REQUIREMENT ▸ All of the records are to be copied out exactly, with nothing left out.
========
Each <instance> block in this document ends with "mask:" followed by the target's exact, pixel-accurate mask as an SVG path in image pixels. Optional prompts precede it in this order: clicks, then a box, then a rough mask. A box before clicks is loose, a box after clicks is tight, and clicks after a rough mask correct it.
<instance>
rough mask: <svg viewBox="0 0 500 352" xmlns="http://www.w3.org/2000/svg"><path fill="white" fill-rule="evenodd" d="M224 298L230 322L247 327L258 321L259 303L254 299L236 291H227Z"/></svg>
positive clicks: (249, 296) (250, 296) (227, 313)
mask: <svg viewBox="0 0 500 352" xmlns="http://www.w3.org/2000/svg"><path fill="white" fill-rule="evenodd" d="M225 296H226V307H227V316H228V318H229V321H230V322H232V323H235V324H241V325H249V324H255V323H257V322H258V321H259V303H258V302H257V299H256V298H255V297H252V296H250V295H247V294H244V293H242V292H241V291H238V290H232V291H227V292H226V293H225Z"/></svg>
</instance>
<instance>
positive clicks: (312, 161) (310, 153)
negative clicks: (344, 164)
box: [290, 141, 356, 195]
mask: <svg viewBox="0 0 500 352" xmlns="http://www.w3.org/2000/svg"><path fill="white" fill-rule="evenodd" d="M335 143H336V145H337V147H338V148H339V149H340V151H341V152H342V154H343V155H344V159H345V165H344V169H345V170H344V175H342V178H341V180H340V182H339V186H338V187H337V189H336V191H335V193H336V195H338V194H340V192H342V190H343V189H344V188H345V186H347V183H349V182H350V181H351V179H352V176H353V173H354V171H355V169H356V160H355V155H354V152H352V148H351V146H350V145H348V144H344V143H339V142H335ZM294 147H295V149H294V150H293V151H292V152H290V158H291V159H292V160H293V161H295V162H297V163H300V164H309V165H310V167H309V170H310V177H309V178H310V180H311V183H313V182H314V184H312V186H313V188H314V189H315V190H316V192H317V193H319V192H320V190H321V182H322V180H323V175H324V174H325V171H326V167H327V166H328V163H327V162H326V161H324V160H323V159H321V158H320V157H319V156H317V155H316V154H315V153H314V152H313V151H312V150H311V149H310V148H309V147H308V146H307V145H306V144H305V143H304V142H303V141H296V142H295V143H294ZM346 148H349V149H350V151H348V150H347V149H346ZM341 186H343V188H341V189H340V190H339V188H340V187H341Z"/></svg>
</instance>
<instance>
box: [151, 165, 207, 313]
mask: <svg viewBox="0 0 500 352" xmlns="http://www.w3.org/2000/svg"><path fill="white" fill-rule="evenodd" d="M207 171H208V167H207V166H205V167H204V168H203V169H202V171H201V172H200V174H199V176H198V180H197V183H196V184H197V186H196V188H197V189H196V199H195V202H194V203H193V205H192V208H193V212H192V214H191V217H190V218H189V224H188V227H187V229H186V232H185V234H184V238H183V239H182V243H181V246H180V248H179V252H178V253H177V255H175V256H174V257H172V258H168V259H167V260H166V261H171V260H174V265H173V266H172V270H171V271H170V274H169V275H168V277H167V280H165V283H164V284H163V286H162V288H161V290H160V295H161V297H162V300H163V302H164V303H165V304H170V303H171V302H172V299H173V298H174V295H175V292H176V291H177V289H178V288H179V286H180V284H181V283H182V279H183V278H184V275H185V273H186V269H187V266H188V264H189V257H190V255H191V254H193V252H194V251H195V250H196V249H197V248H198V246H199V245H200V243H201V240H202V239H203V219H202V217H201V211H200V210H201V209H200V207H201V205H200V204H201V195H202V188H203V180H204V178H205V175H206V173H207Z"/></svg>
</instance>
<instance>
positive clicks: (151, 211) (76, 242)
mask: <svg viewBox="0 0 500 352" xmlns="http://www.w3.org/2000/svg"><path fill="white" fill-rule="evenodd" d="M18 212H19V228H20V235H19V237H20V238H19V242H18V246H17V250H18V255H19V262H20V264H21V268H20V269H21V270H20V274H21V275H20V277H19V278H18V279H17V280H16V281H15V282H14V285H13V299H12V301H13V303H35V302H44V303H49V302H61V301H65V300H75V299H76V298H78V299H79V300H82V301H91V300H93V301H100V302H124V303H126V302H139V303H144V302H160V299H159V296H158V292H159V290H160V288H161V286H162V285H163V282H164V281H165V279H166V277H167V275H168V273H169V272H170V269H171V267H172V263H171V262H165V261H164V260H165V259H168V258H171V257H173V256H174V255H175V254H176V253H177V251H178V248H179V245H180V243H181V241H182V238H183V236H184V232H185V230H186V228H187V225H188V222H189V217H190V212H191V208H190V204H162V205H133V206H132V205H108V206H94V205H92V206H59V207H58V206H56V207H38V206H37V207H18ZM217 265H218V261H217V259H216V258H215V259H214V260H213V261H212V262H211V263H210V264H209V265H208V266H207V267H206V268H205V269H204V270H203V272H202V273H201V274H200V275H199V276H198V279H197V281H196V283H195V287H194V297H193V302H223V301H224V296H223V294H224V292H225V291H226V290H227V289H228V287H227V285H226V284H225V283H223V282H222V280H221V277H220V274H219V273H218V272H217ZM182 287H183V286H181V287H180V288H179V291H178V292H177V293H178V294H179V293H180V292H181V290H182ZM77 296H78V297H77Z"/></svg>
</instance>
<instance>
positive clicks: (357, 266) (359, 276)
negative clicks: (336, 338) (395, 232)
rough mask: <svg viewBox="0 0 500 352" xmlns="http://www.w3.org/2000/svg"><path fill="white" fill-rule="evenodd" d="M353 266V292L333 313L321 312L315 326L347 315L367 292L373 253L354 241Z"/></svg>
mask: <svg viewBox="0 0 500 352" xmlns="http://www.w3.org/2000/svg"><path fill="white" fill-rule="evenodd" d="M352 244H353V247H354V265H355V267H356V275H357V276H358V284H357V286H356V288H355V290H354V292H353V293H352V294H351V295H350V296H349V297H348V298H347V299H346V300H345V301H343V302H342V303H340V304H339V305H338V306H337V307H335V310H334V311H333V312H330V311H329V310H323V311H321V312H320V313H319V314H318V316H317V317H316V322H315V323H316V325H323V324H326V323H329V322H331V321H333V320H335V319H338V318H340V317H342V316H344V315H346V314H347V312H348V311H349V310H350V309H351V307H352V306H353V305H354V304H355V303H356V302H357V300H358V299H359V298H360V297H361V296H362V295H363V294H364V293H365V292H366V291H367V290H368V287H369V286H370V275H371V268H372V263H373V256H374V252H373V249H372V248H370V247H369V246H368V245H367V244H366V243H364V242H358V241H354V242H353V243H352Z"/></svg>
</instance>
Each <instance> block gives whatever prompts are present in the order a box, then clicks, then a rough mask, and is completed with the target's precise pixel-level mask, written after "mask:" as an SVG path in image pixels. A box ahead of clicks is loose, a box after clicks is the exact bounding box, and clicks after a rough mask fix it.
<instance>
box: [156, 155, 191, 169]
========
RESPONSE AREA ▸
Each <instance> block in this document ends with "mask:" followed by the target's exact, pixel-accurate mask as an SVG path in image pixels. Optional prompts precede it in this order: clicks, then a box, then a rough mask. A box before clicks is loose, a box after clicks is tight, and clicks after a rough mask correct it.
<instance>
rough mask: <svg viewBox="0 0 500 352" xmlns="http://www.w3.org/2000/svg"><path fill="white" fill-rule="evenodd" d="M224 298L230 322L247 327L258 321L259 303L254 299L236 291H227Z"/></svg>
positive clicks: (249, 296) (250, 296) (227, 313)
mask: <svg viewBox="0 0 500 352" xmlns="http://www.w3.org/2000/svg"><path fill="white" fill-rule="evenodd" d="M225 296H226V307H227V316H228V318H229V321H230V322H232V323H235V324H241V325H249V324H255V323H257V322H258V321H259V303H258V302H257V299H256V298H255V297H252V296H250V295H247V294H244V293H242V292H241V291H238V290H232V291H227V292H226V293H225Z"/></svg>
</instance>
<instance>
positive clicks: (312, 161) (310, 153)
negative clicks: (344, 164)
box: [290, 141, 356, 195]
mask: <svg viewBox="0 0 500 352" xmlns="http://www.w3.org/2000/svg"><path fill="white" fill-rule="evenodd" d="M335 143H336V145H337V147H338V148H339V149H340V151H341V152H342V154H343V155H344V159H345V165H344V169H345V170H344V175H342V178H341V180H340V182H339V186H338V187H337V189H336V191H335V193H336V195H338V194H340V192H342V190H343V189H344V188H345V186H347V183H349V182H350V181H351V179H352V176H353V173H354V171H355V169H356V160H355V155H354V152H352V148H351V146H350V145H348V144H344V143H339V142H335ZM294 147H295V149H294V150H293V151H292V152H290V158H291V159H292V160H293V161H295V162H297V163H300V164H309V165H310V167H309V170H310V177H309V178H310V180H311V183H313V182H314V184H312V186H313V188H314V189H315V190H316V192H317V193H319V192H320V190H321V182H322V180H323V175H324V174H325V171H326V167H327V166H328V163H327V162H326V161H324V160H323V159H321V158H320V157H319V156H317V155H316V154H315V153H314V152H313V151H312V150H311V149H310V148H309V147H308V146H307V145H306V144H305V143H304V142H303V141H296V142H295V143H294ZM346 148H349V149H350V151H348V150H347V149H346ZM341 186H343V188H341V189H340V190H339V188H340V187H341Z"/></svg>
</instance>
<instance>
box: [151, 165, 207, 313]
mask: <svg viewBox="0 0 500 352" xmlns="http://www.w3.org/2000/svg"><path fill="white" fill-rule="evenodd" d="M207 171H208V167H207V166H205V167H204V168H203V169H202V171H201V172H200V174H199V176H198V180H197V183H196V184H197V186H196V188H197V189H196V199H195V202H194V203H193V205H192V208H193V212H192V214H191V217H190V218H189V224H188V227H187V229H186V232H185V234H184V238H183V239H182V243H181V246H180V248H179V252H178V253H177V255H175V256H174V257H172V258H168V259H167V260H166V261H171V260H174V265H173V266H172V270H171V271H170V274H169V275H168V277H167V280H165V283H164V284H163V286H162V288H161V290H160V295H161V297H162V300H163V302H164V303H165V304H170V303H171V302H172V299H173V298H174V295H175V292H176V291H177V289H178V288H179V286H180V284H181V283H182V279H183V278H184V275H185V273H186V269H187V266H188V264H189V257H190V255H191V254H193V252H194V251H195V250H196V249H197V248H198V246H199V245H200V243H201V240H202V239H203V219H202V217H201V211H200V210H201V209H200V207H201V205H200V204H201V195H202V188H203V180H204V178H205V175H206V173H207Z"/></svg>
</instance>
<instance>
positive clicks: (151, 211) (76, 242)
mask: <svg viewBox="0 0 500 352" xmlns="http://www.w3.org/2000/svg"><path fill="white" fill-rule="evenodd" d="M18 212H19V228H20V235H19V237H20V238H19V242H18V246H17V250H18V255H19V262H20V264H21V268H20V269H21V270H20V274H21V275H20V277H19V278H18V279H17V280H16V281H15V282H14V285H13V299H12V301H13V303H35V302H44V303H49V302H61V301H65V300H75V299H76V298H78V299H79V300H82V301H91V300H93V301H100V302H124V303H126V302H139V303H144V302H160V299H159V296H158V292H159V290H160V288H161V286H162V285H163V282H164V281H165V279H166V277H167V275H168V273H169V272H170V269H171V267H172V263H171V262H165V261H164V260H165V259H168V258H171V257H173V256H174V255H175V254H176V253H177V251H178V248H179V245H180V243H181V241H182V238H183V236H184V232H185V230H186V228H187V225H188V222H189V217H190V212H191V208H190V204H162V205H133V206H132V205H108V206H94V205H92V206H59V207H58V206H56V207H38V206H37V207H18ZM217 265H218V261H217V259H216V258H215V259H214V260H213V261H212V262H211V263H210V264H209V265H208V266H207V267H206V268H205V269H204V270H203V272H202V273H201V274H200V275H199V276H198V279H197V281H196V283H195V287H194V297H193V302H223V301H224V296H223V294H224V292H225V291H226V290H227V289H228V287H227V285H226V284H225V283H223V282H222V280H221V277H220V274H219V273H218V272H217ZM182 287H183V286H181V287H180V288H179V291H178V292H177V293H178V294H179V293H180V292H181V290H182ZM77 296H78V297H77Z"/></svg>
</instance>
<instance>
positive clicks: (357, 266) (359, 276)
negative clicks: (336, 338) (395, 232)
rough mask: <svg viewBox="0 0 500 352" xmlns="http://www.w3.org/2000/svg"><path fill="white" fill-rule="evenodd" d="M353 266V292L333 313L321 312L315 326L347 315L367 292L373 253L354 241Z"/></svg>
mask: <svg viewBox="0 0 500 352" xmlns="http://www.w3.org/2000/svg"><path fill="white" fill-rule="evenodd" d="M352 244H353V247H354V265H355V267H356V275H357V276H358V284H357V286H356V288H355V290H354V292H353V293H352V294H351V295H350V296H349V297H348V298H347V299H346V300H345V301H343V302H342V303H340V304H339V305H338V306H337V307H335V310H334V311H333V312H330V311H329V310H323V311H321V312H320V313H319V314H318V316H317V317H316V322H315V323H316V325H323V324H326V323H329V322H331V321H333V320H335V319H338V318H340V317H342V316H344V315H346V314H347V312H348V311H349V310H350V309H351V307H352V306H353V305H354V304H355V303H356V302H357V300H358V299H359V298H360V297H361V296H362V295H363V294H364V293H365V292H366V291H367V290H368V287H369V286H370V275H371V268H372V263H373V256H374V252H373V249H372V248H370V247H369V246H368V245H367V244H366V243H364V242H358V241H354V242H353V243H352Z"/></svg>
</instance>
Each <instance> block gives whatever prompts are present in the order a box, then clicks, then a rough mask, and is completed with the target's precise pixel-level mask, written after "mask:" as an SVG path in image pixels. A box ahead of clicks is loose, a box after clicks is the exact bounding box, and clicks after a rough mask fix it.
<instance>
box: [156, 155, 191, 169]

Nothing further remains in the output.